[[ DATASET, beginning ]]
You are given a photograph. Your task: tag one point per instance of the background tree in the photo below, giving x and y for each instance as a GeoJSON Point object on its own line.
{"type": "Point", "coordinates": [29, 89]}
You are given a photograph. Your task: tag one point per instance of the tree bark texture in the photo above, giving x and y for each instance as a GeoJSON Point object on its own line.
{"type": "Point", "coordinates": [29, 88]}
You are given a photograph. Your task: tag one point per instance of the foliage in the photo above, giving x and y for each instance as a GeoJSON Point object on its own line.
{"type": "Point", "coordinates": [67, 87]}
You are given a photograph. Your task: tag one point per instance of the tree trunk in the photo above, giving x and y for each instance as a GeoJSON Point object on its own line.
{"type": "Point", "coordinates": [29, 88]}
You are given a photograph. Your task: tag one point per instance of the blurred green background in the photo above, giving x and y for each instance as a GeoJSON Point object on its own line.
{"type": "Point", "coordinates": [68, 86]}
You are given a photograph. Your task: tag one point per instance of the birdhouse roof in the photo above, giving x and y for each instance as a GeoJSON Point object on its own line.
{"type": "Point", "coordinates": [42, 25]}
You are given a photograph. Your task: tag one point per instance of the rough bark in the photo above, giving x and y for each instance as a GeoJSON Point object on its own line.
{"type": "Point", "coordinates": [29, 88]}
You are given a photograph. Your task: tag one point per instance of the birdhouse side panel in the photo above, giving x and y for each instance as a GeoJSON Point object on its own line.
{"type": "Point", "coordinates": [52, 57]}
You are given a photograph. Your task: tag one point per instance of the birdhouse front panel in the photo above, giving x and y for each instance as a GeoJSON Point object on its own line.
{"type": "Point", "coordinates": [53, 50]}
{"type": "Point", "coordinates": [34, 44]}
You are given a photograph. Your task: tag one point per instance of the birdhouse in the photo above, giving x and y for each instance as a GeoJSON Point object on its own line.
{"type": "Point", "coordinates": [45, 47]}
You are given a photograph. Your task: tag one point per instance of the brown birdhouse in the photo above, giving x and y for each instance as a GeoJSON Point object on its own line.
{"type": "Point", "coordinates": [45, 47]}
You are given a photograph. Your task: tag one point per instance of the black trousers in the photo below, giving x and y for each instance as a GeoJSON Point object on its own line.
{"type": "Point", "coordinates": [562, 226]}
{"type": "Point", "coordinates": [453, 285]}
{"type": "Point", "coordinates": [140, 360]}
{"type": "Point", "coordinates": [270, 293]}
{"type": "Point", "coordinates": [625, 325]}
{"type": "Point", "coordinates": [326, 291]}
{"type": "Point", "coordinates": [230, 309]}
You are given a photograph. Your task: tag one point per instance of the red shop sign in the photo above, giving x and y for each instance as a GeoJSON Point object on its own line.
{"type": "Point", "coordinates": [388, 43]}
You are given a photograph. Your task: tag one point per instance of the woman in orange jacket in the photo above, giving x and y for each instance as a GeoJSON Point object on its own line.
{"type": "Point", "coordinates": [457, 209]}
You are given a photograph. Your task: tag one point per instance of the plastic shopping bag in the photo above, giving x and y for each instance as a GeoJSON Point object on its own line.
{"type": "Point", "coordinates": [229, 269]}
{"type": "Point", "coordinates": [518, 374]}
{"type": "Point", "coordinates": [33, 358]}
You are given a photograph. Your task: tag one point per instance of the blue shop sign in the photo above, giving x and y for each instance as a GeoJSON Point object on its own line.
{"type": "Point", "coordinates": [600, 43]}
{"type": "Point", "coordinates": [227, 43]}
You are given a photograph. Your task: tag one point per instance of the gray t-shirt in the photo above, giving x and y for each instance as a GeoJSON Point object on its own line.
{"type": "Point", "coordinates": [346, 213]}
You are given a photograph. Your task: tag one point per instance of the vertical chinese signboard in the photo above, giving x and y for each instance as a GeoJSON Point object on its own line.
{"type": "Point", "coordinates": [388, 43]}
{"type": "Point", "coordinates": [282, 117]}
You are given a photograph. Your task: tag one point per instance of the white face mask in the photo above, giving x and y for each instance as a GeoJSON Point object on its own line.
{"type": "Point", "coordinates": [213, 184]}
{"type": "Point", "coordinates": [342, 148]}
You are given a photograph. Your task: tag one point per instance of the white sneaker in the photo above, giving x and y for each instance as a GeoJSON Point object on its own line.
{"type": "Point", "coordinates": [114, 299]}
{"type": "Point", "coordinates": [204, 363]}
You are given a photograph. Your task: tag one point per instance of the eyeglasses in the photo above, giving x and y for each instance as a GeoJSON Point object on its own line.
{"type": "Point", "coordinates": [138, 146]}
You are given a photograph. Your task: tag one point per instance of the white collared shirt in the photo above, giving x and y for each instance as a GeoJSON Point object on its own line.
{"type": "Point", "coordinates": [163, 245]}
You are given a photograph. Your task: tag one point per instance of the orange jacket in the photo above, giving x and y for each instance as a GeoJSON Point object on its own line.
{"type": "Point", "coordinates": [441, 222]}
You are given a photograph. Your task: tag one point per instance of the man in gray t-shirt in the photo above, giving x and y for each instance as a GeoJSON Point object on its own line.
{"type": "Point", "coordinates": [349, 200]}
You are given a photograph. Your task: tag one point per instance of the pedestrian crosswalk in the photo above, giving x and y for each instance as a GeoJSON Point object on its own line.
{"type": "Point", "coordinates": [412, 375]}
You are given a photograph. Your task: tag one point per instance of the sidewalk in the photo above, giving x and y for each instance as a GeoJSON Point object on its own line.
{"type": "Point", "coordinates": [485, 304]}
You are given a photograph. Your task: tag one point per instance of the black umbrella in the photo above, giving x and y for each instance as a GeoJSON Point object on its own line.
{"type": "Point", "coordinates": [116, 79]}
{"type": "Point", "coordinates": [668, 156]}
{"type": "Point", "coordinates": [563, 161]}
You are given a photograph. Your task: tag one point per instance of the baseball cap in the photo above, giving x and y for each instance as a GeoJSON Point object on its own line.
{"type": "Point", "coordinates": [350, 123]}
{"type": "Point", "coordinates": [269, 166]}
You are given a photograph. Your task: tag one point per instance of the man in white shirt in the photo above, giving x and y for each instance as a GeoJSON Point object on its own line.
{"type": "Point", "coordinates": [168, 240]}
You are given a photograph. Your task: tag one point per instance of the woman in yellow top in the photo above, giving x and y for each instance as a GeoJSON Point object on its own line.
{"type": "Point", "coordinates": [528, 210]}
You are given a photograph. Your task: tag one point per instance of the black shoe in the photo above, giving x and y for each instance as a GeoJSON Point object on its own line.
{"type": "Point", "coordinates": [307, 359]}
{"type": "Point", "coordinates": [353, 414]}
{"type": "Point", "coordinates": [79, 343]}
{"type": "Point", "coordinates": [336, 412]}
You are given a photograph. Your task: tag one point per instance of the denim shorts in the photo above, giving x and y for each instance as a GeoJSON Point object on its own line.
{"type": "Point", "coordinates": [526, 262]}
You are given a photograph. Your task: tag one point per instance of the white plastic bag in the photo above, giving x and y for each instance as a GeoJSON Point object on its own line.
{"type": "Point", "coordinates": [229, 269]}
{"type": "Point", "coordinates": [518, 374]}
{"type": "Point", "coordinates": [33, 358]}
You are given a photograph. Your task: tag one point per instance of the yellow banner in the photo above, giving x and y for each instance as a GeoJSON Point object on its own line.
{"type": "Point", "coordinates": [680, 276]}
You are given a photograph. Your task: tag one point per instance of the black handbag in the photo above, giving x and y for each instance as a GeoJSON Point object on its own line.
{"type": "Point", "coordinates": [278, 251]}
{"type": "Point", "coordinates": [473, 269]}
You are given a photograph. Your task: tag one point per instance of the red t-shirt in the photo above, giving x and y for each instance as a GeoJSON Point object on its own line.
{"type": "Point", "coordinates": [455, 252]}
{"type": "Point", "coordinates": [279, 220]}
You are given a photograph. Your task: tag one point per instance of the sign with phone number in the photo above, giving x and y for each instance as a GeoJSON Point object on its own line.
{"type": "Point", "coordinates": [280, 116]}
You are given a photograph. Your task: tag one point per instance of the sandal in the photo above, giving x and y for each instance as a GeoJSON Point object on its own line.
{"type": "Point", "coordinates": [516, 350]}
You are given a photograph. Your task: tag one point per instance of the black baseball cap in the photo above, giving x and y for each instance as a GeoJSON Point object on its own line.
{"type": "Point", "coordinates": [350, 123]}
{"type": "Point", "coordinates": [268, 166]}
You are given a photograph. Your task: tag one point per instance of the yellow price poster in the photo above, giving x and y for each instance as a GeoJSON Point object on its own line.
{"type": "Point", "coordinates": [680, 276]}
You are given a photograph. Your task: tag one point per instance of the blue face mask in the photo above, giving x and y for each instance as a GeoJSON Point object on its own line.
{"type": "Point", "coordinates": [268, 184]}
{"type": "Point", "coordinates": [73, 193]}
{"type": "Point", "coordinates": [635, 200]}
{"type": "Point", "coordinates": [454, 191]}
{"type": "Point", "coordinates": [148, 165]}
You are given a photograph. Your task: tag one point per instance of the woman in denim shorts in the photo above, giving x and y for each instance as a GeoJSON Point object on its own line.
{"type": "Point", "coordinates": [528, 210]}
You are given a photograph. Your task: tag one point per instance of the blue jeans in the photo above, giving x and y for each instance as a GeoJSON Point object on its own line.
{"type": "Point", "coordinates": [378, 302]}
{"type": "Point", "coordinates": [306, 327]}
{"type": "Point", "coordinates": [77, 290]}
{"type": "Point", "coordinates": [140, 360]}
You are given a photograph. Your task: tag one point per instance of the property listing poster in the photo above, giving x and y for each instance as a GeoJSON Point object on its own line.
[[ DATASET, end ]]
- EXERCISE DESCRIPTION
What is needed is an exact copy of the lines from the one holding "woman in denim" through the final line of the material.

- ANSWER FOR THE TASK
You are given a photograph. Your task: tag one point per instance of the woman in denim shorts in the photo above, giving x and y for each instance as a GeoJSON Point object on its own line.
{"type": "Point", "coordinates": [528, 210]}
You are given a photograph. Your task: tag one point per instance of the blue jeans in the photo above, giving x and y for each instance as a GeoJSON Point object on its own line.
{"type": "Point", "coordinates": [378, 302]}
{"type": "Point", "coordinates": [306, 327]}
{"type": "Point", "coordinates": [77, 290]}
{"type": "Point", "coordinates": [140, 360]}
You are given a photograph. Your task: tag one point per instance of the property listing poster in the photo above, giving x and y for each instance as a GeoJSON Point object on its own line.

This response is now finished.